Segment Start: INFORMATION GIVEN

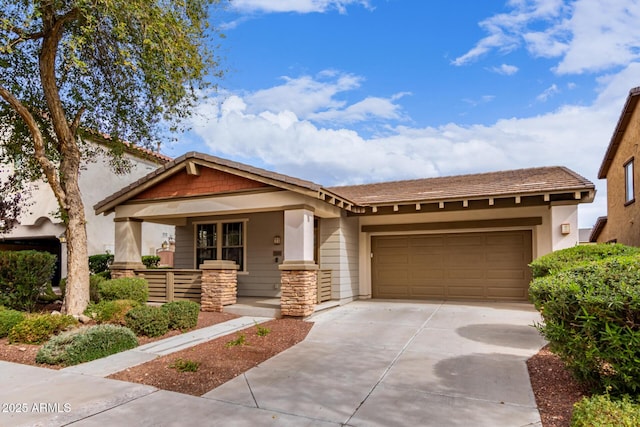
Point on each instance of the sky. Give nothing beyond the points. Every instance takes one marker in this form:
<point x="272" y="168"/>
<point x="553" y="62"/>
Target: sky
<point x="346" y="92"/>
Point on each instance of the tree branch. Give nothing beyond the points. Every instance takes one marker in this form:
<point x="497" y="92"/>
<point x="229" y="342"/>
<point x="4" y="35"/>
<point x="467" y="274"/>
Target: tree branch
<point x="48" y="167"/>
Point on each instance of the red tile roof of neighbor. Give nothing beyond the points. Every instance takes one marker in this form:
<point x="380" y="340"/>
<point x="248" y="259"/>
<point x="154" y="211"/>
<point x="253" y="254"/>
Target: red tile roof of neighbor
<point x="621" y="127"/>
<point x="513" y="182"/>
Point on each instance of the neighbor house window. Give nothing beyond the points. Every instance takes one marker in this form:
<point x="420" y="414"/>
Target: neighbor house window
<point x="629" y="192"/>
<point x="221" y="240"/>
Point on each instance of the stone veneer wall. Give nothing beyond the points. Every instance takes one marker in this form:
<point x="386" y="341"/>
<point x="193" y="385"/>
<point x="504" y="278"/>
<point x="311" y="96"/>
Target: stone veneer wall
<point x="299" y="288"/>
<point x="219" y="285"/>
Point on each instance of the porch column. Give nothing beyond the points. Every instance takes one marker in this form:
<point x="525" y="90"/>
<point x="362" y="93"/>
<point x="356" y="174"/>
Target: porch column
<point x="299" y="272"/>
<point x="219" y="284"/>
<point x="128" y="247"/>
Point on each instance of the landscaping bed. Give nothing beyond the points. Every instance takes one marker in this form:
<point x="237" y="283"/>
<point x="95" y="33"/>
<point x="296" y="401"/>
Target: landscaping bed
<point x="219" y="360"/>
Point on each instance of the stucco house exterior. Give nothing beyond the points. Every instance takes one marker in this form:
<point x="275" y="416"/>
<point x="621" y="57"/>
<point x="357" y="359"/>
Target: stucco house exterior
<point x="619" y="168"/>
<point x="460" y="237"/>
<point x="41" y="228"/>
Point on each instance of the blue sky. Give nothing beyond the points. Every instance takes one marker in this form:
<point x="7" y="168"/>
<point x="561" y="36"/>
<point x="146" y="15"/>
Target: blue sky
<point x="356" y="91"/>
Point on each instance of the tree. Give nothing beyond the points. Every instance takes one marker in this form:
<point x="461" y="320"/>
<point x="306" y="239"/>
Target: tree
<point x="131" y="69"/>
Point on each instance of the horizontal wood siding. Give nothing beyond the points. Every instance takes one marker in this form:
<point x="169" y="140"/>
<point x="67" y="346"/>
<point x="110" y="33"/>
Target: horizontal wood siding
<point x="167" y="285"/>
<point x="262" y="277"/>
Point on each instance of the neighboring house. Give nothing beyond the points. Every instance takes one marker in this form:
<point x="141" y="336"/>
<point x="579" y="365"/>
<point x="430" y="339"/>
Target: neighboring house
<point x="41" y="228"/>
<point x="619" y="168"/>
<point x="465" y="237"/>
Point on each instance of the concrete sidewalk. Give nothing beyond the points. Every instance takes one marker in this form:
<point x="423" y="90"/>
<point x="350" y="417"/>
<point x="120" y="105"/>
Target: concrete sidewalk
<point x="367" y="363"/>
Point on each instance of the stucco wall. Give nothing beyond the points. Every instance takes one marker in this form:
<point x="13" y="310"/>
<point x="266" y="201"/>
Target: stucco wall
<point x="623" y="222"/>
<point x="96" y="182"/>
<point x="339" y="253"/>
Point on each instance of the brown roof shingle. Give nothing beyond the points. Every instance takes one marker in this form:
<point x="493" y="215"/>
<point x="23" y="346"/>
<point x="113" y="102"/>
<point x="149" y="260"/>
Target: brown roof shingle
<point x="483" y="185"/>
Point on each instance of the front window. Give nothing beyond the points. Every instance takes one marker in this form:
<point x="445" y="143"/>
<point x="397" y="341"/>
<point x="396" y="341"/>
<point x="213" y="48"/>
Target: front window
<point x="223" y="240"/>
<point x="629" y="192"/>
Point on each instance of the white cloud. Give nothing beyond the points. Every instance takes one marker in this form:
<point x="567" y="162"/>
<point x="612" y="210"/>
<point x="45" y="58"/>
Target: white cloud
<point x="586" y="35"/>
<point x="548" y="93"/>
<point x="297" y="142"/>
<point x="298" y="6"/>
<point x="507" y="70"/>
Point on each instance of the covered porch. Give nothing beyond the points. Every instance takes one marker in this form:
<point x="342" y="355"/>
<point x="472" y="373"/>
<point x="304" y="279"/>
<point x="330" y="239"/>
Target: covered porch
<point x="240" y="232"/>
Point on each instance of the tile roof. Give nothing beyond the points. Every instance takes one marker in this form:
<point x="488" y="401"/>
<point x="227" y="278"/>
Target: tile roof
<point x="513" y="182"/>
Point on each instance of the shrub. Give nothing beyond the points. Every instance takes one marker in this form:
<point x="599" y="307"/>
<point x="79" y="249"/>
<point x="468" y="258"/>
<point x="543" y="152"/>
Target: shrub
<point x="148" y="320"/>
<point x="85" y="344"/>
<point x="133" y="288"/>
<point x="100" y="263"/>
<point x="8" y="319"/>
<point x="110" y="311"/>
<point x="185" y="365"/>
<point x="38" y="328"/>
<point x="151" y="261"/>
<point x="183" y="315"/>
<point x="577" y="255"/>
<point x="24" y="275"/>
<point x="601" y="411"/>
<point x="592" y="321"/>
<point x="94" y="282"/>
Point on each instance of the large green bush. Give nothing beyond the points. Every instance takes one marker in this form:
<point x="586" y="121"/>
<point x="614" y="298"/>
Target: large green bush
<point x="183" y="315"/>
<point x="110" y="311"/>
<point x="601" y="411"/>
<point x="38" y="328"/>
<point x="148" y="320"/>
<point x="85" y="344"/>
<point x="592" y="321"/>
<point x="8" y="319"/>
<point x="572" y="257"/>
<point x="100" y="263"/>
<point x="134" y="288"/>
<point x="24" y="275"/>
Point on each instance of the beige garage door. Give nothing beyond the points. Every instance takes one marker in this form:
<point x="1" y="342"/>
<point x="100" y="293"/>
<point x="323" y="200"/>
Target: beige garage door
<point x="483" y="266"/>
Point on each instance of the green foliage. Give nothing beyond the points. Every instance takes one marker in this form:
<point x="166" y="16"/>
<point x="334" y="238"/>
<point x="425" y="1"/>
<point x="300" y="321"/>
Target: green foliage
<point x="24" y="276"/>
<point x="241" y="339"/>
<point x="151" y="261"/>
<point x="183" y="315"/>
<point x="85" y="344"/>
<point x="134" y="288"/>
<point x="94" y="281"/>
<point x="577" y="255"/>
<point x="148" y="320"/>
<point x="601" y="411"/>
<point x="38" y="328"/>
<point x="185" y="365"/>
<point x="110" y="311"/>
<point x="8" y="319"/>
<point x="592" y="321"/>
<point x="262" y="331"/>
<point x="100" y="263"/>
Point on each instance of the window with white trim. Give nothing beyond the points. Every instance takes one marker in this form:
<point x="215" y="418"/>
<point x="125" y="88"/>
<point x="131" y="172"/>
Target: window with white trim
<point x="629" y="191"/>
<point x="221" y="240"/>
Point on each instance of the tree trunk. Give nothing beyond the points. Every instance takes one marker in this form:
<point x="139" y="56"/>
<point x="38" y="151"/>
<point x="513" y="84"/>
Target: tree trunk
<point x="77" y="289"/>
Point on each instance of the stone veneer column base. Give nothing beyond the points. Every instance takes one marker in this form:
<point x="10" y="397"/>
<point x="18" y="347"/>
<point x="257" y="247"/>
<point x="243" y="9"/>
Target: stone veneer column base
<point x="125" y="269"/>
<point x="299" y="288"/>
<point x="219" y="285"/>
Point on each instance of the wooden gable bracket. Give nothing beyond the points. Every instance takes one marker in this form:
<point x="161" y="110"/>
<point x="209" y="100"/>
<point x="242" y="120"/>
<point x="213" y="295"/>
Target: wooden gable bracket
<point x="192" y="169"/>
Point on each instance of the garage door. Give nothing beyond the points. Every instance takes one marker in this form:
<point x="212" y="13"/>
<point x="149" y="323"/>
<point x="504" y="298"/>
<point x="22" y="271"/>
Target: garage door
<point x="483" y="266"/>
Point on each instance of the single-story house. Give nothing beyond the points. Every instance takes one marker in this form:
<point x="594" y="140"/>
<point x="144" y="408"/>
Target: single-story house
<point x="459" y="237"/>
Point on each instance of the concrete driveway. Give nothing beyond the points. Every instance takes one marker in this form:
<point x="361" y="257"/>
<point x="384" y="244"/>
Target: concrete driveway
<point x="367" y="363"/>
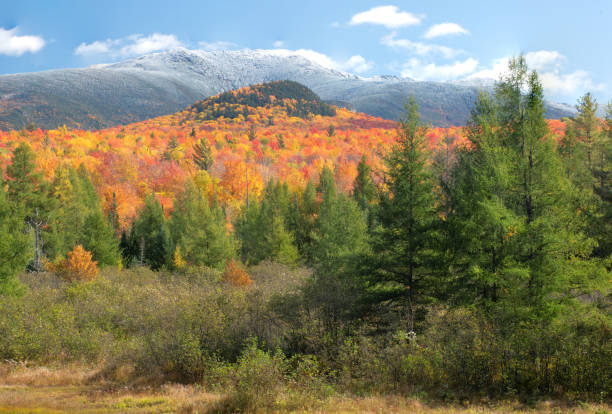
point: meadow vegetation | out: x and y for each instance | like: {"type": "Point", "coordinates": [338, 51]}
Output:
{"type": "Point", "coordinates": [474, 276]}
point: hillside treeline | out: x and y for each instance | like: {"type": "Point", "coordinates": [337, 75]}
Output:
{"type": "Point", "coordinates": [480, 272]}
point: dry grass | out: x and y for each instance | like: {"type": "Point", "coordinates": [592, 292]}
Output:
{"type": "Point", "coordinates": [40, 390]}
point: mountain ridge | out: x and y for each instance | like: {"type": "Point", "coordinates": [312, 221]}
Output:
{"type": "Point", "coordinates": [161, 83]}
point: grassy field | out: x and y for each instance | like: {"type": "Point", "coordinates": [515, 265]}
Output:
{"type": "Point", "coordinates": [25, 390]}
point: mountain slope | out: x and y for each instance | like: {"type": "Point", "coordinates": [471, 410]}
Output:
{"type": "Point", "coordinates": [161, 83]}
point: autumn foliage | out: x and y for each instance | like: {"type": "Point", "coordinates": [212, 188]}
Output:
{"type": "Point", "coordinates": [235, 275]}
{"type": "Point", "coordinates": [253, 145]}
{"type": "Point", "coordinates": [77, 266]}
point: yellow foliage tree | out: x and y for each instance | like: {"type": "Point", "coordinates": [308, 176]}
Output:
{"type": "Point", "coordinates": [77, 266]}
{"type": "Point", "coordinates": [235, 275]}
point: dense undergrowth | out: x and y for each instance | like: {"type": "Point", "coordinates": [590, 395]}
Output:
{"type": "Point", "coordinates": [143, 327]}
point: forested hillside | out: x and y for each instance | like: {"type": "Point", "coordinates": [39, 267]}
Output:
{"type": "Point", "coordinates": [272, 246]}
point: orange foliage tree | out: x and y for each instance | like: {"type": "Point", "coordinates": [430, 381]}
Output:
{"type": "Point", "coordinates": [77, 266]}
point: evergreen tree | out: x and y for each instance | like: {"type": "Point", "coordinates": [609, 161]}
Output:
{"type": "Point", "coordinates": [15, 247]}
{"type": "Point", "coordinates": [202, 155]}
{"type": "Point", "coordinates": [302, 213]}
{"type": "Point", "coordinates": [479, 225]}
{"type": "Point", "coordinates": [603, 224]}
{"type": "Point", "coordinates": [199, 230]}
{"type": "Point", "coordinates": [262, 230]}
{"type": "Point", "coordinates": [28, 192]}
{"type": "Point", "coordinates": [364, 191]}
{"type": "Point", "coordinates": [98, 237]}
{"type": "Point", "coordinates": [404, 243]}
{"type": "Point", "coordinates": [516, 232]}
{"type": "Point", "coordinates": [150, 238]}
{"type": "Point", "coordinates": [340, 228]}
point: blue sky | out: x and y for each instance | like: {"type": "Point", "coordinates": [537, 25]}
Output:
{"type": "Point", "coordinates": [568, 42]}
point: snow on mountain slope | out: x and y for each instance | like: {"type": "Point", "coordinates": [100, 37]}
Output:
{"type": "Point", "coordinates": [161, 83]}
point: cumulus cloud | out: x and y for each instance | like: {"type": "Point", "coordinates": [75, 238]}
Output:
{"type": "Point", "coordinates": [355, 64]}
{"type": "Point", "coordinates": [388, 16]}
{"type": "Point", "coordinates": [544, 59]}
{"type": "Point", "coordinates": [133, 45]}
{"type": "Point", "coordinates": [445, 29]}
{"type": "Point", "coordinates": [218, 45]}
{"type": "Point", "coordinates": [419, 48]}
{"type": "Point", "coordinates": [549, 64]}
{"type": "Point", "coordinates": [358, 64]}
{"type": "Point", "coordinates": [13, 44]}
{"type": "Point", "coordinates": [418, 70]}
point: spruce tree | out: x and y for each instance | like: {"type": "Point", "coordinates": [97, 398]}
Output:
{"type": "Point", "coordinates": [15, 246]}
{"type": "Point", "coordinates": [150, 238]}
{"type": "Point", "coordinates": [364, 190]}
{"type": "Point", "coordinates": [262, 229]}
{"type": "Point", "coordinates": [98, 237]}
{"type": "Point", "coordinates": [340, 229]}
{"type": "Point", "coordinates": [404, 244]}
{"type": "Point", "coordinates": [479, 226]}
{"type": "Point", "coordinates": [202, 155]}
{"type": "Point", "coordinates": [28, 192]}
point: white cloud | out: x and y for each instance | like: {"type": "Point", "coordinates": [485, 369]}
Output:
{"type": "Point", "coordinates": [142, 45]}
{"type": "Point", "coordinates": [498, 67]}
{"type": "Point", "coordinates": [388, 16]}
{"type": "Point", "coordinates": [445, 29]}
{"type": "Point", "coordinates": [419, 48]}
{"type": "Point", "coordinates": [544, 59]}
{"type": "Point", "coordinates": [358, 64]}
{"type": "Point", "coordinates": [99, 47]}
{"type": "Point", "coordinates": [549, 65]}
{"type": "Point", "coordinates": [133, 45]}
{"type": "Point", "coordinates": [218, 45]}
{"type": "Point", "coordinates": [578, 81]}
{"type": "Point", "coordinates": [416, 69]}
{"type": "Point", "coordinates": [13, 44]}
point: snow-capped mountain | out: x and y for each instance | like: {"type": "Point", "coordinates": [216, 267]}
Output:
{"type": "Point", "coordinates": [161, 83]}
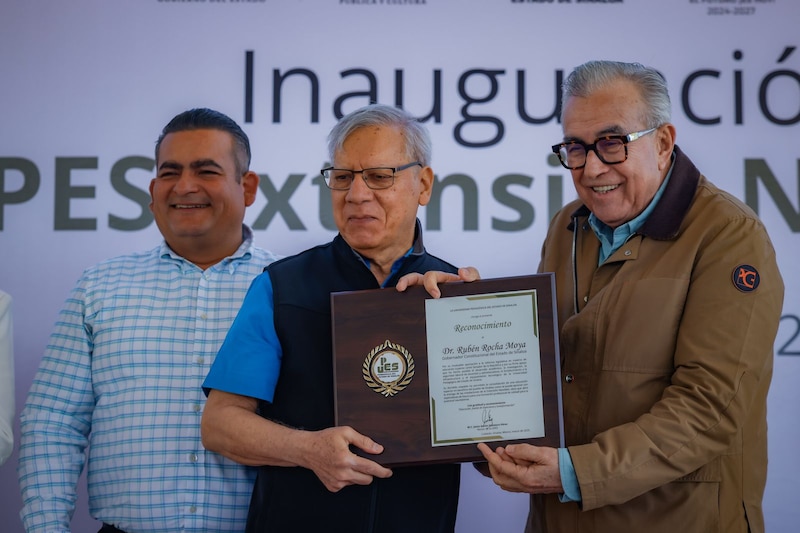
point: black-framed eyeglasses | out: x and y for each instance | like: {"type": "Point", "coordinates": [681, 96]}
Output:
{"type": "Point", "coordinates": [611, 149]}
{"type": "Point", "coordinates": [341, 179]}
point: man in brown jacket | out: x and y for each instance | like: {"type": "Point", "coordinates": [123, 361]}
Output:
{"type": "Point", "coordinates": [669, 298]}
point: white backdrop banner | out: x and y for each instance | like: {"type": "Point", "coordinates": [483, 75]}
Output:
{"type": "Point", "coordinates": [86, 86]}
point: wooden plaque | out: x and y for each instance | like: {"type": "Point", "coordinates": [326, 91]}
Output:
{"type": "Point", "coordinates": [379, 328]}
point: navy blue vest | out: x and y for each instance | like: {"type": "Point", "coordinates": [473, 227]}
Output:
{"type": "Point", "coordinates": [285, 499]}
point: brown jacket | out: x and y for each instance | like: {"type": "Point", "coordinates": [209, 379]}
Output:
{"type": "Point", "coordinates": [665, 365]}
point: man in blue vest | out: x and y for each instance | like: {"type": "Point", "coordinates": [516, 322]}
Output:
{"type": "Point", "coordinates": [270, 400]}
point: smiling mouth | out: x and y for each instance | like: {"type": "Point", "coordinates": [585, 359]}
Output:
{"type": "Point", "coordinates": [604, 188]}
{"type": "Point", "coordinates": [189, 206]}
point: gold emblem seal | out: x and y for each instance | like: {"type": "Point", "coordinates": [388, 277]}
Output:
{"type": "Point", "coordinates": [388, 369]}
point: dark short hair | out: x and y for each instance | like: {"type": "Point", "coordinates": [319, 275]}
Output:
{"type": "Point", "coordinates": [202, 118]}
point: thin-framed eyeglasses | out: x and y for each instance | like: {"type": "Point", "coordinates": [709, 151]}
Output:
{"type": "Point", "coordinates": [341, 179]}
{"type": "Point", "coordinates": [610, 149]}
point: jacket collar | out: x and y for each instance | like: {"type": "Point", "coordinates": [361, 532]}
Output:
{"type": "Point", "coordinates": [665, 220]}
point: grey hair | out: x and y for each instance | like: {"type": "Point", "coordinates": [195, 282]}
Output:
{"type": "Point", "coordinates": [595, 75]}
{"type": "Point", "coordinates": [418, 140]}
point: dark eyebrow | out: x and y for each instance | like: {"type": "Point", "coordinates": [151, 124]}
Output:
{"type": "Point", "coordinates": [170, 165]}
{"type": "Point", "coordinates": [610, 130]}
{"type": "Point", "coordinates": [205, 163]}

Segment End: INFORMATION GIVEN

● WHAT THIS TASK INVOLVES
Extract from the material all lines containing the string "hair".

● OUTPUT OF THE TASK
point: dark short hair | out: x and y for each instance | like: {"type": "Point", "coordinates": [319, 275]}
point: grey hair | out: x and y for each instance | like: {"type": "Point", "coordinates": [195, 282]}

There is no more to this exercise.